- [EXERCISE]:
What you return should be the full listing, word for word, without a single image.

- [WORKING DATA]:
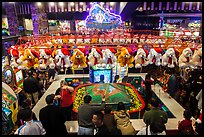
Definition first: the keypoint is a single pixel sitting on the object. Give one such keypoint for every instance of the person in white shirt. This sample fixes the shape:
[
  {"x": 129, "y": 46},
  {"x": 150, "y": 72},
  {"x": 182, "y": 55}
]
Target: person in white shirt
[
  {"x": 153, "y": 129},
  {"x": 199, "y": 98},
  {"x": 31, "y": 127}
]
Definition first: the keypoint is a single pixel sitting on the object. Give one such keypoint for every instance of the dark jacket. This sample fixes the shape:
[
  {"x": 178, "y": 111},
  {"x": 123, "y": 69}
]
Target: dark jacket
[
  {"x": 85, "y": 113},
  {"x": 185, "y": 127},
  {"x": 31, "y": 85},
  {"x": 53, "y": 120},
  {"x": 103, "y": 130},
  {"x": 122, "y": 118},
  {"x": 155, "y": 115},
  {"x": 20, "y": 117},
  {"x": 111, "y": 124}
]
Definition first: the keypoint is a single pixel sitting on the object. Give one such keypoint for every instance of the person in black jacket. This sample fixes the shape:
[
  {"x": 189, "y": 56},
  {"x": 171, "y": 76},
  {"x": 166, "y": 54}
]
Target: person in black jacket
[
  {"x": 20, "y": 116},
  {"x": 148, "y": 89},
  {"x": 101, "y": 128},
  {"x": 31, "y": 87},
  {"x": 52, "y": 118}
]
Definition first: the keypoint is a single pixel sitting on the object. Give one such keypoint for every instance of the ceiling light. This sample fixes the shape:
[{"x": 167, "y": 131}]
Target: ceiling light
[
  {"x": 61, "y": 3},
  {"x": 52, "y": 3},
  {"x": 111, "y": 3},
  {"x": 39, "y": 3},
  {"x": 72, "y": 3}
]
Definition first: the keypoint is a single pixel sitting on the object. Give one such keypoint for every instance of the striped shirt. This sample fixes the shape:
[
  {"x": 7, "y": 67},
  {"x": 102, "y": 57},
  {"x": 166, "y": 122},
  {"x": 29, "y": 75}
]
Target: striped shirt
[{"x": 31, "y": 128}]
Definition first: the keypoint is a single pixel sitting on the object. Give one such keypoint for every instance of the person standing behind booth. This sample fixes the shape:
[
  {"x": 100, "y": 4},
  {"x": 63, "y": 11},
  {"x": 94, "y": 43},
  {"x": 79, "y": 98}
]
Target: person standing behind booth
[
  {"x": 101, "y": 128},
  {"x": 30, "y": 127},
  {"x": 25, "y": 105},
  {"x": 148, "y": 89},
  {"x": 31, "y": 87},
  {"x": 85, "y": 113},
  {"x": 110, "y": 122},
  {"x": 52, "y": 118},
  {"x": 122, "y": 119},
  {"x": 185, "y": 126},
  {"x": 65, "y": 96},
  {"x": 155, "y": 114}
]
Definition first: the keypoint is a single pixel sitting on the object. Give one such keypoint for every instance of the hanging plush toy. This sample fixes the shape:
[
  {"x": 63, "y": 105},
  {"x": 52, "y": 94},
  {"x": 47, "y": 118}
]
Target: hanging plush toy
[
  {"x": 45, "y": 56},
  {"x": 149, "y": 39},
  {"x": 128, "y": 39},
  {"x": 14, "y": 56},
  {"x": 72, "y": 39},
  {"x": 78, "y": 58},
  {"x": 141, "y": 58},
  {"x": 122, "y": 39},
  {"x": 79, "y": 40},
  {"x": 108, "y": 39},
  {"x": 142, "y": 38},
  {"x": 109, "y": 57},
  {"x": 101, "y": 39},
  {"x": 125, "y": 57},
  {"x": 95, "y": 57},
  {"x": 116, "y": 39},
  {"x": 170, "y": 58},
  {"x": 185, "y": 57},
  {"x": 135, "y": 38},
  {"x": 155, "y": 56},
  {"x": 196, "y": 60},
  {"x": 87, "y": 39},
  {"x": 62, "y": 58},
  {"x": 31, "y": 57},
  {"x": 94, "y": 39}
]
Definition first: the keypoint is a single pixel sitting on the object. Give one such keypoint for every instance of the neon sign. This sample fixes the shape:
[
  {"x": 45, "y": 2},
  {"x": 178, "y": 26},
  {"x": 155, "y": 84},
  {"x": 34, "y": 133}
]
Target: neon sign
[{"x": 102, "y": 19}]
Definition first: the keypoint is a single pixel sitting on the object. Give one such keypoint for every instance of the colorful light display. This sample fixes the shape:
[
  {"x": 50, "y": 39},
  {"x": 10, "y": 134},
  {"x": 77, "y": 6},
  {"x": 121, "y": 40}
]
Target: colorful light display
[{"x": 100, "y": 18}]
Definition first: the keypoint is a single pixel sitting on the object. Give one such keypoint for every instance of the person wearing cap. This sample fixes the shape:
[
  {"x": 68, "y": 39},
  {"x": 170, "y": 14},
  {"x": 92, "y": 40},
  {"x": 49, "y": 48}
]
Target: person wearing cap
[
  {"x": 154, "y": 114},
  {"x": 52, "y": 118},
  {"x": 31, "y": 86},
  {"x": 85, "y": 113},
  {"x": 30, "y": 127}
]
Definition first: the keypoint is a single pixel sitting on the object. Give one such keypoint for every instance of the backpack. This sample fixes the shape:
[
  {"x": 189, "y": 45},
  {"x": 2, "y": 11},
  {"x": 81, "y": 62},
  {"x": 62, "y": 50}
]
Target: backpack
[{"x": 66, "y": 98}]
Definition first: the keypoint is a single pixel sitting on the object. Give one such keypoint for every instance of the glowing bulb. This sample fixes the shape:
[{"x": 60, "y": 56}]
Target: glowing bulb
[
  {"x": 111, "y": 3},
  {"x": 52, "y": 3},
  {"x": 72, "y": 3},
  {"x": 61, "y": 3},
  {"x": 39, "y": 4}
]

- [FINISHED EXERCISE]:
Definition first: the keypoint is a single pixel sitting on the object. Give one such keypoint for every instance of the person in white shirt. This sample fixes the shape:
[
  {"x": 129, "y": 46},
  {"x": 150, "y": 72},
  {"x": 182, "y": 55}
]
Target: person in white shirt
[
  {"x": 153, "y": 129},
  {"x": 199, "y": 98},
  {"x": 31, "y": 127}
]
Definition first: the keypoint is a single pixel sitting on the object. Give one such keypoint for every instance of the dark jacket. This sample fixes the shape:
[
  {"x": 178, "y": 111},
  {"x": 123, "y": 69}
]
Target: dark jacket
[
  {"x": 85, "y": 113},
  {"x": 185, "y": 127},
  {"x": 31, "y": 85},
  {"x": 53, "y": 120},
  {"x": 103, "y": 130},
  {"x": 122, "y": 118},
  {"x": 155, "y": 115},
  {"x": 20, "y": 117},
  {"x": 111, "y": 124}
]
Definition first: the keypoint is a single pixel sitting on the object. Give one such keypoint for every instance of the person in black jacket. This sample fixes the shape:
[
  {"x": 189, "y": 56},
  {"x": 171, "y": 76},
  {"x": 166, "y": 54}
]
Target: person in black jacket
[
  {"x": 20, "y": 116},
  {"x": 148, "y": 89},
  {"x": 101, "y": 128},
  {"x": 31, "y": 87},
  {"x": 52, "y": 118}
]
Definition first: the keypoint is a single pixel sitting on the object. Give one such keypoint for every instance of the ceiling light. This sample fixes the shape:
[{"x": 167, "y": 131}]
Target: ceiling light
[
  {"x": 61, "y": 3},
  {"x": 52, "y": 3},
  {"x": 111, "y": 3},
  {"x": 39, "y": 3},
  {"x": 72, "y": 3}
]
Definition first: the keypoint is a single pixel sitting on the object. Give one such keypoint for every instance of the striped shirt. This sample fixes the shape:
[
  {"x": 7, "y": 67},
  {"x": 102, "y": 57},
  {"x": 166, "y": 122},
  {"x": 29, "y": 75}
]
Target: striped shirt
[{"x": 31, "y": 128}]
Definition first: the keypoint is a single pixel sitting on the object. Give one such keypoint for every instance of the person standing behind booth. This sample fixes the shape:
[
  {"x": 100, "y": 4},
  {"x": 63, "y": 11},
  {"x": 94, "y": 43},
  {"x": 79, "y": 98}
]
Target: person standing behind booth
[
  {"x": 101, "y": 128},
  {"x": 30, "y": 127},
  {"x": 25, "y": 105},
  {"x": 148, "y": 89},
  {"x": 31, "y": 87},
  {"x": 85, "y": 113},
  {"x": 110, "y": 122},
  {"x": 52, "y": 118},
  {"x": 122, "y": 119},
  {"x": 185, "y": 126},
  {"x": 65, "y": 96},
  {"x": 155, "y": 114}
]
Definition first: the keypoint is a single pixel sitting on the object. Give one such keypoint for every instance of the hanging plush toy. This sample fixes the shape:
[
  {"x": 63, "y": 105},
  {"x": 52, "y": 94},
  {"x": 47, "y": 118}
]
Target: hanging plush toy
[
  {"x": 45, "y": 56},
  {"x": 149, "y": 39},
  {"x": 128, "y": 39},
  {"x": 14, "y": 56},
  {"x": 72, "y": 39},
  {"x": 78, "y": 58},
  {"x": 141, "y": 58},
  {"x": 122, "y": 39},
  {"x": 79, "y": 40},
  {"x": 108, "y": 39},
  {"x": 142, "y": 38},
  {"x": 109, "y": 57},
  {"x": 101, "y": 39},
  {"x": 125, "y": 57},
  {"x": 95, "y": 57},
  {"x": 116, "y": 39},
  {"x": 170, "y": 58},
  {"x": 185, "y": 57},
  {"x": 135, "y": 38},
  {"x": 155, "y": 56},
  {"x": 196, "y": 60},
  {"x": 87, "y": 39},
  {"x": 62, "y": 58},
  {"x": 31, "y": 57},
  {"x": 94, "y": 39}
]
Definition first: the keypoint is a single pixel sitting on the object. Give one such keypoint for every instance of the neon sign. This sample fixes the shape:
[
  {"x": 45, "y": 2},
  {"x": 178, "y": 26},
  {"x": 155, "y": 84},
  {"x": 34, "y": 133}
]
Target: neon sign
[{"x": 102, "y": 19}]
Definition first: the keypoint is a single pixel sitting on the object. Give one such keypoint for every instance of the colorful light display. This sample fixes the shape:
[
  {"x": 50, "y": 39},
  {"x": 10, "y": 134},
  {"x": 77, "y": 6},
  {"x": 121, "y": 40}
]
Target: colorful light display
[{"x": 100, "y": 18}]
Definition first: the keypoint is a single pixel sitting on the object. Give one such keypoint for every instance of the person wearing cap. This sample fixes the shape:
[
  {"x": 68, "y": 39},
  {"x": 170, "y": 14},
  {"x": 92, "y": 40},
  {"x": 49, "y": 48}
]
Target: person wearing cap
[
  {"x": 154, "y": 114},
  {"x": 52, "y": 118},
  {"x": 31, "y": 86},
  {"x": 85, "y": 113},
  {"x": 30, "y": 127}
]
Definition first: the keypoint is a single pixel sitting on the object. Give one such keypoint for every instance of the backpack. This sample fixes the shape:
[
  {"x": 189, "y": 45},
  {"x": 2, "y": 11},
  {"x": 81, "y": 62},
  {"x": 62, "y": 50}
]
Target: backpack
[{"x": 66, "y": 98}]
Definition first: the keypoint is a single pixel sitting on the object. Give one such keypoint for every instance of the glowing bulb. This sample fixes the shape:
[{"x": 60, "y": 56}]
Target: glowing bulb
[
  {"x": 111, "y": 3},
  {"x": 52, "y": 3},
  {"x": 72, "y": 3},
  {"x": 61, "y": 3},
  {"x": 39, "y": 4}
]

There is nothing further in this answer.